[What is asked] Edit the material below by replacing "photograph" with "image" and leaving everything else unchanged.
>> Begin Supplied material
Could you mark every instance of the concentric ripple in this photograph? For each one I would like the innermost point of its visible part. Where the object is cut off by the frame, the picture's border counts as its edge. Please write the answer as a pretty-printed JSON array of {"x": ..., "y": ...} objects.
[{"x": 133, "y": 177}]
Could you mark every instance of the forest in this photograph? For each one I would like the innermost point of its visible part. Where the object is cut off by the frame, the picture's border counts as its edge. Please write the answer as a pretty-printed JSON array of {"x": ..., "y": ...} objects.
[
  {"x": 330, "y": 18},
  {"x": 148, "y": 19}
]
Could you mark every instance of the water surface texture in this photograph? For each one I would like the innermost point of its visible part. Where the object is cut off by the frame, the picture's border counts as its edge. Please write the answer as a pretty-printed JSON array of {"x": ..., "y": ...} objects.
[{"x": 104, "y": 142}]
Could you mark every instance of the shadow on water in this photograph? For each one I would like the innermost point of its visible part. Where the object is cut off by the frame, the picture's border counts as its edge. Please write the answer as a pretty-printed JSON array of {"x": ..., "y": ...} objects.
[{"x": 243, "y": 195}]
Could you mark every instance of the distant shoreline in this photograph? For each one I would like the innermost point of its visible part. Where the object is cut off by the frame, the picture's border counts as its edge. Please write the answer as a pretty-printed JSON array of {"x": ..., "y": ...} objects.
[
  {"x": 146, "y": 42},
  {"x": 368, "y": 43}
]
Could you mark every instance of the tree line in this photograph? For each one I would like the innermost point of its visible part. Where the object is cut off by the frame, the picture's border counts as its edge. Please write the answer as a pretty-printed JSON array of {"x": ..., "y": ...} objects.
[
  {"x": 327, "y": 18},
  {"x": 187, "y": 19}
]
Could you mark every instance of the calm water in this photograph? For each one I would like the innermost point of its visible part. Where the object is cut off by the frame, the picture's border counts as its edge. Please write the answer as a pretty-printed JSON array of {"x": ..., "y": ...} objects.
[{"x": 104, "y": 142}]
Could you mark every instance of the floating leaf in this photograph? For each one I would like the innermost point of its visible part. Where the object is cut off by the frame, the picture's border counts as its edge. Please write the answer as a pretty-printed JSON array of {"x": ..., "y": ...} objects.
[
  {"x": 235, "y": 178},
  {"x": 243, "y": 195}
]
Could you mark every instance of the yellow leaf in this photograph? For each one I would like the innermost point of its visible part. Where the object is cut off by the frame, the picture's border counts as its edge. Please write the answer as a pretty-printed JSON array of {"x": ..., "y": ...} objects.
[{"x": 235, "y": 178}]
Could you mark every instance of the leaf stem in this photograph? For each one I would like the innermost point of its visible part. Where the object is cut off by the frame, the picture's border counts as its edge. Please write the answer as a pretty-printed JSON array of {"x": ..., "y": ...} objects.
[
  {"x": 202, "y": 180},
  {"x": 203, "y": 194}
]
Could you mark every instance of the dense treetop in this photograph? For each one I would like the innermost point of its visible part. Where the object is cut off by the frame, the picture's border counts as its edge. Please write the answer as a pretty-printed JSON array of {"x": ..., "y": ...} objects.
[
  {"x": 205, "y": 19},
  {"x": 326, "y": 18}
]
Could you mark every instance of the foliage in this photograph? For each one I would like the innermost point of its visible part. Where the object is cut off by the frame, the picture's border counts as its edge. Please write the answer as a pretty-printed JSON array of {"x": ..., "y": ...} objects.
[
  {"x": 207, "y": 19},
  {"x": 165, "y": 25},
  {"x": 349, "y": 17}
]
>> End Supplied material
[Answer for this exercise]
Could you mark every instance of the concentric ripple in this image? For each one I would like the innermost point of its visible part. Where the object is cut off by the frame, the picture's border counts as its edge. Please write the answer as a pretty-printed JSON array of {"x": ..., "y": ...} objects.
[{"x": 133, "y": 177}]
Could you mark every instance of the forest in this image? For each one I would like the innermost point of its visible part. Where the object is cut off by the frame, the picture's border counts as its edge. Please write the answer as a pretty-printed JSON array of {"x": ..., "y": ...} objects.
[
  {"x": 330, "y": 18},
  {"x": 148, "y": 19}
]
Could you mark every instance of the water surface texture in this image? For each one I would like the innermost point of its visible part. Where the object is cut off by the frame, the picture's border counts as its edge. Please write the answer as a pretty-printed JSON array of {"x": ..., "y": ...} objects.
[{"x": 104, "y": 142}]
Could you mark every instance of the shadow on water in this image? For each one I would like the innermost point of its visible part. Where the object is cut off by the frame, the picture's border counts as its edge. Please write the answer as a pretty-printed JSON array of {"x": ..., "y": ...} objects.
[{"x": 243, "y": 195}]
Could you mark every instance of the distant shoreline in this image? For each one I would like the innermost point of its visible part. Where the object is cut off by the frame, the picture's border counts as its edge. Please write the answer as a pretty-printed JSON array of {"x": ..., "y": ...} objects.
[
  {"x": 146, "y": 42},
  {"x": 368, "y": 43}
]
Could you mark every instance of the tree line in this image? For each one I would like the innermost point of its visible part. Where the object is cut off by the frame, the picture's border counts as its edge. Please write the answer as a pretty-printed JSON array of {"x": ..., "y": ...} objects.
[
  {"x": 327, "y": 18},
  {"x": 187, "y": 19}
]
Could you mark every instance of the calm water in this image? For each one I would like the innermost point of its visible part. Where the object is cut off by the frame, the picture's border counts as its edge. Please write the answer as a pretty-printed JSON array of {"x": ..., "y": ...} objects.
[{"x": 104, "y": 142}]
Could you mark every instance of the floating leaf in this image? For each one I would like the innermost point of its visible part. Where the object is cut off by the frame, the picture's border counts as its edge. Please write the answer as a pretty-printed JSON array of {"x": ..., "y": ...} objects.
[
  {"x": 235, "y": 178},
  {"x": 243, "y": 195}
]
Could you mark every instance of the yellow leaf in this image? For each one I would like the innermost point of its visible part. Where the object is cut off by the frame, the picture's border counts as its edge. Please write the answer as a pretty-printed JSON array of {"x": ..., "y": ...} objects.
[{"x": 235, "y": 178}]
Could you mark every instance of the leaf stem in this image? For each one I would like the innermost point of its visible part. Where the object is cut off by the frame, the picture's border counts as its edge. Please write the answer as a pretty-printed JSON array of {"x": ..., "y": ...} objects.
[
  {"x": 202, "y": 180},
  {"x": 203, "y": 194}
]
Could you mark every instance of the dense treetop in this image? For each one I would like the innermost point of its visible part. Where the object is cut off by the frame, the picture's border counts as its edge. Please write the answer as a pretty-printed JSON array of {"x": ..., "y": ...} objects.
[
  {"x": 205, "y": 19},
  {"x": 326, "y": 18}
]
Could you mark every instance of the foliage in this image? For each one I would like the innermost point of its visible part. Where the object is cut off by the frame, the picture's border counts as its edge. Please write the answer as a pretty-printed JSON array of {"x": ..., "y": ...} objects.
[
  {"x": 207, "y": 19},
  {"x": 165, "y": 25},
  {"x": 349, "y": 17}
]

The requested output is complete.